→ **Records for the task**:
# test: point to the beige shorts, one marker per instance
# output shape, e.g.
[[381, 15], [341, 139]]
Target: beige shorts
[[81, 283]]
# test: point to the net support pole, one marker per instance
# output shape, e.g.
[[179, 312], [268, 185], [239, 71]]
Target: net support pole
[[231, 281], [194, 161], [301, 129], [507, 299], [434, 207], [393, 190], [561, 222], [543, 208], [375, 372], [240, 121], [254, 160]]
* * *
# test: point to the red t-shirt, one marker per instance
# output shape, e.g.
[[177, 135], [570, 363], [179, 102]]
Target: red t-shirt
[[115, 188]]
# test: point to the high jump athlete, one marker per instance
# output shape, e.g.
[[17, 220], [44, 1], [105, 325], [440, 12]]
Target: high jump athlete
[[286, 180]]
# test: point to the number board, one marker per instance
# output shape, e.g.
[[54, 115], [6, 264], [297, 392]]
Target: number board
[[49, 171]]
--
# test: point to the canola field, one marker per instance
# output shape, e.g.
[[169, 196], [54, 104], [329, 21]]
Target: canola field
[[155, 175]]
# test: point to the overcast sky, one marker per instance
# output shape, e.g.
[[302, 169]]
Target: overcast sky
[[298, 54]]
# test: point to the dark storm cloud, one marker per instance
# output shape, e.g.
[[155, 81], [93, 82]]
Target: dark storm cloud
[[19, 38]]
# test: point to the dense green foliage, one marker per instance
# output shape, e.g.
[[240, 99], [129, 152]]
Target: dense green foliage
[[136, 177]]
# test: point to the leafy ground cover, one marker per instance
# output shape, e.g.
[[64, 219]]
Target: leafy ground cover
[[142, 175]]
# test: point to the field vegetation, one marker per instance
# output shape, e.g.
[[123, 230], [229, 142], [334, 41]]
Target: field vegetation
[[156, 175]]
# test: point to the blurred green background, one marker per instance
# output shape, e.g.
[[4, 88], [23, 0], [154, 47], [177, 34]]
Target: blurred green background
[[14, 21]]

→ **Stated task**: Render the lines of the listing above as a numbered list, starting at the line that contains "# test: point to the canola" and ending at the line that contains "[[298, 54]]", with both of those lines included and blank lines left out.

→ **Response to this exercise**:
1. # test: point to the canola field, one marker per instance
2. # output shape, e.g.
3. [[169, 196], [54, 104], [329, 21]]
4. Target: canola field
5. [[155, 175]]
6. # test: point to the overcast sky, one marker per instance
7. # output shape, e.g.
8. [[302, 169]]
9. Target: overcast sky
10. [[298, 54]]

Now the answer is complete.